As the NLG wheels leave the ground on takeoff, the shock absorber extends. The cams in the leg make sure that the wheels are in the center. When the shock absorber is fully extended the BSCU prevents steering outputs to the steering mechanism.
When the L/G UP is selected the hydraulically operated doors open.
Hydraulic pressure at the NLG downlock actuator releases the overcenter lock of the lock stay. The drag strut assembly folds as the NLG retracts.
      As the leg retracts a rotating joint on the leg cuts off the hydraulic pressure supply to the steering system. The hydraulically operated doors close after the gear is locked into the bay.

 (3) Extension and retraction

(a) Normal Extension and Retraction

 When the L/G control lever is moved the LGCIU sends a control signal to the electro-hydraulic safety valve. The LGCIU controls the sequence of operations to extend and retract the gears and open and close the doors. The LGCIU uses the position data from the proximity sensors to control the sequence of operations. Only one LGCIU controls the sequence of operations. Control changes from one LGCIU to the other after each retraction/extension cycle.

(b) Free Fall Extension

   The free fall extension system is controlled by the free fall extension handle in the cockpit. The free fall extension handle is connected to the L/G and door uplocks. When the handle is turned the door uplocks are mechanically opened by the cables. When the doors are open the landing uplocks are also mechanically opened. Gravity then extends the L/G. Springs pull the NLG lock stay and the MLG side stay into the locked position and the L/G doors stay open.

   A mechanically operated valve isolates the hydraulic supply. Other mechanically operated valves let fluid move into the hydraulic components of the normal extension and retraction system. This prevents cavitation and hydraulic locks.   The free fall extension system is reset when: · the free fall extension handle is back in its original configuration · the L/G control lever  is put in the down position. Hydraulic power is then put back into the normal extension/retraction system and the L/G doors close.

Data extract:
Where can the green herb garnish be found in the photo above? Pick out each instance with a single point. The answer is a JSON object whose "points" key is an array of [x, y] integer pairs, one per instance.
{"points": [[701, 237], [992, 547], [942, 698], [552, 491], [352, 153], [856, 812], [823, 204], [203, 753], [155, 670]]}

Tasks and exercises:
1 > List every abbreviation that appears in the landing gear text.
2 > Revise the landing gear text by rewriting everything from "(b) Free Fall" down to "doors stay open.", putting "flight deck" in place of "cockpit".
The material is unrelated to the landing gear text.

The answers:
1 > NLG, BSCU, L/G, LGCIU, MLG

2 >
(b) Free Fall Extension

   The free fall extension system is controlled by the free fall extension handle in the flight deck. The free fall extension handle is connected to the L/G and door uplocks. When the handle is turned the door uplocks are mechanically opened by the cables. When the doors are open the landing uplocks are also mechanically opened. Gravity then extends the L/G. Springs pull the NLG lock stay and the MLG side stay into the locked position and the L/G doors stay open.